This document provides some details on LLVM's System Library, located in the source at lib/System and include/llvm/System. The library's purpose is to shield LLVM from the differences between operating systems for the few services LLVM needs from the operating system. Much of LLVM is written using portability features of standard C++. However, in a few areas, system dependent facilities are needed and the System Library is the wrapper around those system calls.
By centralizing LLVM's use of operating system interfaces, we make it possible for the LLVM tool chain and runtime libraries to be more easily ported to new platforms since (theoretically) only lib/System needs to be ported. This library also unclutters the rest of LLVM from #ifdef use and special cases for specific operating systems. Such uses are replaced with simple calls to the interfaces provided in include/llvm/System.
Note that the System Library is not intended to be a complete operating system wrapper (such as the Adaptive Communications Environment (ACE) or Apache Portable Runtime (APR)), but only provides the functionality necessary to support LLVM.

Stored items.

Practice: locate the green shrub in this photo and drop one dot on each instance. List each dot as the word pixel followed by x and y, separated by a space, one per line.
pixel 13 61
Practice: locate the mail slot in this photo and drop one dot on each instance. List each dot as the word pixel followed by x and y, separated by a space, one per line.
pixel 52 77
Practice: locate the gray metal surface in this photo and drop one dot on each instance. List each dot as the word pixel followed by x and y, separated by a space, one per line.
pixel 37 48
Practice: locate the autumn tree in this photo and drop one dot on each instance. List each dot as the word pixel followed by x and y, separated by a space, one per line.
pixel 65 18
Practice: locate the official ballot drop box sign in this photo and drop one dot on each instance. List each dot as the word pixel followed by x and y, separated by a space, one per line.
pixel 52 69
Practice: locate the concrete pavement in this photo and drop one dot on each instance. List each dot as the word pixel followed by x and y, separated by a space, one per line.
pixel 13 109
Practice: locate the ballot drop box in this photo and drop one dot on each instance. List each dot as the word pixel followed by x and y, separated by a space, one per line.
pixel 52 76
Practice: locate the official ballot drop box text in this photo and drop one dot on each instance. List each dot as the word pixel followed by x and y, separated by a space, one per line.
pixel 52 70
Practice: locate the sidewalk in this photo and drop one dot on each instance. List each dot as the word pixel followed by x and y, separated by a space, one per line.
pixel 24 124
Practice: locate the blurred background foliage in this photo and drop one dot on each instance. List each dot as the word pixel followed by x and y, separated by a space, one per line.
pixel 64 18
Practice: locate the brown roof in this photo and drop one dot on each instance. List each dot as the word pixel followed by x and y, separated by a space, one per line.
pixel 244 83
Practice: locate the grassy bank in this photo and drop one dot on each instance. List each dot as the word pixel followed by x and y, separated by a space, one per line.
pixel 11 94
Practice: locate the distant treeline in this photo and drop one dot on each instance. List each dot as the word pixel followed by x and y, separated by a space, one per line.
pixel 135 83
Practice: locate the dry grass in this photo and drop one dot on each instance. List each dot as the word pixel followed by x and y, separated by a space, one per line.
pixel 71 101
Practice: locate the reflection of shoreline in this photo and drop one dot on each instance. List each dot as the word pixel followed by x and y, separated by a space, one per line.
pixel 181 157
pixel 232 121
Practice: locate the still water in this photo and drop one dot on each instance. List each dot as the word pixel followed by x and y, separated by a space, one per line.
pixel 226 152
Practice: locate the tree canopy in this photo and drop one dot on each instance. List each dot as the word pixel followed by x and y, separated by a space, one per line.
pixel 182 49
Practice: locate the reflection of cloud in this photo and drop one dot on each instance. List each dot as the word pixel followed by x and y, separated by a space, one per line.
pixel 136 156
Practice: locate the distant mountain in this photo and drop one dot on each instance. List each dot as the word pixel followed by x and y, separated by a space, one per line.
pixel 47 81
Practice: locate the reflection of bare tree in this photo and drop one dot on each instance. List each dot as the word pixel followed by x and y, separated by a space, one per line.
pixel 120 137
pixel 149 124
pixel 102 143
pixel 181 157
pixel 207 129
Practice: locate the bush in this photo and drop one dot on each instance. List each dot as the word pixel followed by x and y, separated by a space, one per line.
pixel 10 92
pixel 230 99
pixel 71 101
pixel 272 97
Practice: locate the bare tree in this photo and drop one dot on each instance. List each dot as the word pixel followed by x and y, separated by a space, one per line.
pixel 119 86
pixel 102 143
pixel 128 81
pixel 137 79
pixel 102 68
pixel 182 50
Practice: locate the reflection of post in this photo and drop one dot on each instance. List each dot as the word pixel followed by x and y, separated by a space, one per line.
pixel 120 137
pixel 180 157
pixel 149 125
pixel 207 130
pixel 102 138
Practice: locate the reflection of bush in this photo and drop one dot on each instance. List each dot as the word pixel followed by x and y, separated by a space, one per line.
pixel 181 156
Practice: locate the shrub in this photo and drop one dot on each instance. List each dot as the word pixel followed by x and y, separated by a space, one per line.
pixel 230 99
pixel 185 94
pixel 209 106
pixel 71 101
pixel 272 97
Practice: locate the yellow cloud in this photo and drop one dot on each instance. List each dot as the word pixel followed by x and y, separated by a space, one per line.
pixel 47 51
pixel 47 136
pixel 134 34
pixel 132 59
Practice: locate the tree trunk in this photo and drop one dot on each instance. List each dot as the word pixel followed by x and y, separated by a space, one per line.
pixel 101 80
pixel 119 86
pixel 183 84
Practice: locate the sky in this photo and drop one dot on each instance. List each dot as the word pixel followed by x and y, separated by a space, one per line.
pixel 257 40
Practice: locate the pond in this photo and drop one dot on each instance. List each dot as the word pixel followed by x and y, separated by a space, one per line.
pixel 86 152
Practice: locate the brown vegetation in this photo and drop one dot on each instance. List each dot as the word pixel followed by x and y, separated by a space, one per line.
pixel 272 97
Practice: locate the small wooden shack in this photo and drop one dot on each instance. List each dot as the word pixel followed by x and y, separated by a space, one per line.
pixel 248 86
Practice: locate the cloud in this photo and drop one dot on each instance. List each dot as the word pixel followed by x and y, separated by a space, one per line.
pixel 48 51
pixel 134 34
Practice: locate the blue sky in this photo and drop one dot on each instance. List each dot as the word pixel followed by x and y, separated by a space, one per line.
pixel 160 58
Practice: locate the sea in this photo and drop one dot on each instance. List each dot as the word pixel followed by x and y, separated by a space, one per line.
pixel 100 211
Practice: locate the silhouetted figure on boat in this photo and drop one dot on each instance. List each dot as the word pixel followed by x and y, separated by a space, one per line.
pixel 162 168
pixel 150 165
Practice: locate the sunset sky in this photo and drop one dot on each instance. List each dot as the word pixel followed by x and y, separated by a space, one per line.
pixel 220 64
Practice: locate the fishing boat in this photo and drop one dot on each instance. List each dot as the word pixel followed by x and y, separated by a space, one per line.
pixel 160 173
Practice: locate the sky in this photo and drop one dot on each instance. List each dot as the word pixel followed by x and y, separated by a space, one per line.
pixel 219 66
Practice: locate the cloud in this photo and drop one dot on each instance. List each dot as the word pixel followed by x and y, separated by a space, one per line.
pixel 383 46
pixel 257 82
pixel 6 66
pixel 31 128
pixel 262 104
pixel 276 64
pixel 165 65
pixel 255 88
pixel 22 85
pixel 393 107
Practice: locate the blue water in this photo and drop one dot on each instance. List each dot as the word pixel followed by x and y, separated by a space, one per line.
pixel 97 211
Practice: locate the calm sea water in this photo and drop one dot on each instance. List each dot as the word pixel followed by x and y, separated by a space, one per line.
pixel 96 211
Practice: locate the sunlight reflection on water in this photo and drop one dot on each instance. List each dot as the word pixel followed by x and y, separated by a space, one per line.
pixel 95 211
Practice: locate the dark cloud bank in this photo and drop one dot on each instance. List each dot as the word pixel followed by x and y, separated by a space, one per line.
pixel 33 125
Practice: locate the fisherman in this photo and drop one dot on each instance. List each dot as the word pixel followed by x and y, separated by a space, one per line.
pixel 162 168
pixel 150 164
---
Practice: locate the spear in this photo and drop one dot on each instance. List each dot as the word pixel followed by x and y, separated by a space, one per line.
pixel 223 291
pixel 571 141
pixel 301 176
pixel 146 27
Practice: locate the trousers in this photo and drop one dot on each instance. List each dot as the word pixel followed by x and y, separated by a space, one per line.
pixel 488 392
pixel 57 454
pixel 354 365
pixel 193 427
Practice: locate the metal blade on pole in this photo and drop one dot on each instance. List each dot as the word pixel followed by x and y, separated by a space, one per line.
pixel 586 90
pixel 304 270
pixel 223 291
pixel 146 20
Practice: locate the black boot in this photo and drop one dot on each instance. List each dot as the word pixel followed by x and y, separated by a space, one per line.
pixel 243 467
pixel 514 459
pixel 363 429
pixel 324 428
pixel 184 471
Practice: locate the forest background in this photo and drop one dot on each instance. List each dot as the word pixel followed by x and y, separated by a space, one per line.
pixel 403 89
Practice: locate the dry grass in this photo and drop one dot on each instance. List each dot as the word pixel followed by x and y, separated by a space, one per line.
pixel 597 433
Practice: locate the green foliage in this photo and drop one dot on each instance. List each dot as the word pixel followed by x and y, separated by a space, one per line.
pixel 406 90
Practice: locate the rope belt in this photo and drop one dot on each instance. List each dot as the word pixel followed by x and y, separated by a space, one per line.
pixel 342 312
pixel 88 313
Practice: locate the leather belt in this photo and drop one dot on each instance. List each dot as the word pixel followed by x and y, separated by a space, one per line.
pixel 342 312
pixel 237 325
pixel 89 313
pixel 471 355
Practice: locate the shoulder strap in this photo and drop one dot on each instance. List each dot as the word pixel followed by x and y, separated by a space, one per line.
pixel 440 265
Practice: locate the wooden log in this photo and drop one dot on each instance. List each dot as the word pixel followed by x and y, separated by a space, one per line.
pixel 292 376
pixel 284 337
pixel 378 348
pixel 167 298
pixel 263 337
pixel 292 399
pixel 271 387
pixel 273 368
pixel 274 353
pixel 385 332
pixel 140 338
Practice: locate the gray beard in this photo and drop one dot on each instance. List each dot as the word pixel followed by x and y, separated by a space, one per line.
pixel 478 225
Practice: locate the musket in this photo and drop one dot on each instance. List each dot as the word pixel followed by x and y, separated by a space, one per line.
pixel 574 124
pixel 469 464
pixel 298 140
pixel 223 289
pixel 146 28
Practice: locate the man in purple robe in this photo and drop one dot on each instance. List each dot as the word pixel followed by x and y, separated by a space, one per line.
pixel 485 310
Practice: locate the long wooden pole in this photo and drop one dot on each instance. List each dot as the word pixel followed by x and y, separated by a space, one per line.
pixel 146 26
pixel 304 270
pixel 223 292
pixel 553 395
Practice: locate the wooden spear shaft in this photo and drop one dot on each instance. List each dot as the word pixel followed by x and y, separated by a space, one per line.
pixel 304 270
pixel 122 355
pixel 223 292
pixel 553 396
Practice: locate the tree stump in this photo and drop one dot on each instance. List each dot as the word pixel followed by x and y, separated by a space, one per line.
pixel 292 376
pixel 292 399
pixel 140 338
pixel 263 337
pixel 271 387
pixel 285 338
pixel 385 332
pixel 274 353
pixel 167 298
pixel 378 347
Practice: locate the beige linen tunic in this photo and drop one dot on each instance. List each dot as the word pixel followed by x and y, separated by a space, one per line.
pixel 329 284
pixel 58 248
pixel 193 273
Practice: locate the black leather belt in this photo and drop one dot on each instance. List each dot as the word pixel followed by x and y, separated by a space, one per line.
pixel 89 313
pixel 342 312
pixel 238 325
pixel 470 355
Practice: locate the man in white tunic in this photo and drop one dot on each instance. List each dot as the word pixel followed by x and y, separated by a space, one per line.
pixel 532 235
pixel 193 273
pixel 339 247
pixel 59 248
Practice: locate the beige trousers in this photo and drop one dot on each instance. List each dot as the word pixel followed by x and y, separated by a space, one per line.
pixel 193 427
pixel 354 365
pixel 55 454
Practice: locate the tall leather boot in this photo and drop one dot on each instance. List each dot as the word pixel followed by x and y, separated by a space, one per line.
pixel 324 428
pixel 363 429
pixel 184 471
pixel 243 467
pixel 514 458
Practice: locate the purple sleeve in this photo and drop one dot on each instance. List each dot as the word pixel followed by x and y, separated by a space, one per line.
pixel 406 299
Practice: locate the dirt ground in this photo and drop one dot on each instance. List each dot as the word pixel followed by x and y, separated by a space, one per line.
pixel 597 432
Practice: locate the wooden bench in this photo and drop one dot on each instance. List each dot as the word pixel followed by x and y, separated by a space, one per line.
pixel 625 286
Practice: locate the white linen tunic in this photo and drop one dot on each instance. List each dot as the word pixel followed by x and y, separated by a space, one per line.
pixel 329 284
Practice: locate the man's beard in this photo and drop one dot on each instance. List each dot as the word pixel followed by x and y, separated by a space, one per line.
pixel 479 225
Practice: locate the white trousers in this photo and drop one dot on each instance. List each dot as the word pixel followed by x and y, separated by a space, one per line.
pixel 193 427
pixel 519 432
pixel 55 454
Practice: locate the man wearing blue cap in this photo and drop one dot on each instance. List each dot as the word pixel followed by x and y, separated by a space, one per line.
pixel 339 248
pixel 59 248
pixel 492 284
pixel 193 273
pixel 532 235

WHAT THIS EXERCISE ASKS.
1) Answer these questions from the text on LLVM's System Library:
(a) Where in the source is the System Library located?
(b) What does the library unclutter the rest of LLVM from?
(c) Which two projects does the text give as examples of complete operating system wrappers?
2) Transcribe the lines in the rows that run from the line containing "Practice: locate the green shrub" through the line containing "pixel 13 109", both included.
These rows have no connection to the text on LLVM's System Library.

WORKED ANSWERS.
1)
(a) In lib/System and include/llvm/System.
(b) From #ifdef use and special cases for specific operating systems.
(c) The Adaptive Communications Environment (ACE) and the Apache Portable Runtime (APR).

2)
Practice: locate the green shrub in this photo and drop one dot on each instance. List each dot as the word pixel followed by x and y, separated by a space, one per line.
pixel 13 61
Practice: locate the mail slot in this photo and drop one dot on each instance. List each dot as the word pixel followed by x and y, separated by a space, one per line.
pixel 52 77
Practice: locate the gray metal surface in this photo and drop one dot on each instance. List each dot as the word pixel followed by x and y, separated by a space, one per line.
pixel 37 48
Practice: locate the autumn tree in this photo and drop one dot on each instance. List each dot as the word pixel followed by x and y, separated by a space, one per line.
pixel 65 18
Practice: locate the official ballot drop box sign in this photo and drop one dot on each instance. List each dot as the word pixel followed by x and y, separated by a space, one per line.
pixel 52 69
Practice: locate the concrete pavement in this photo and drop one dot on each instance. List each dot as the word pixel followed by x and y, separated by a space, one per line.
pixel 13 109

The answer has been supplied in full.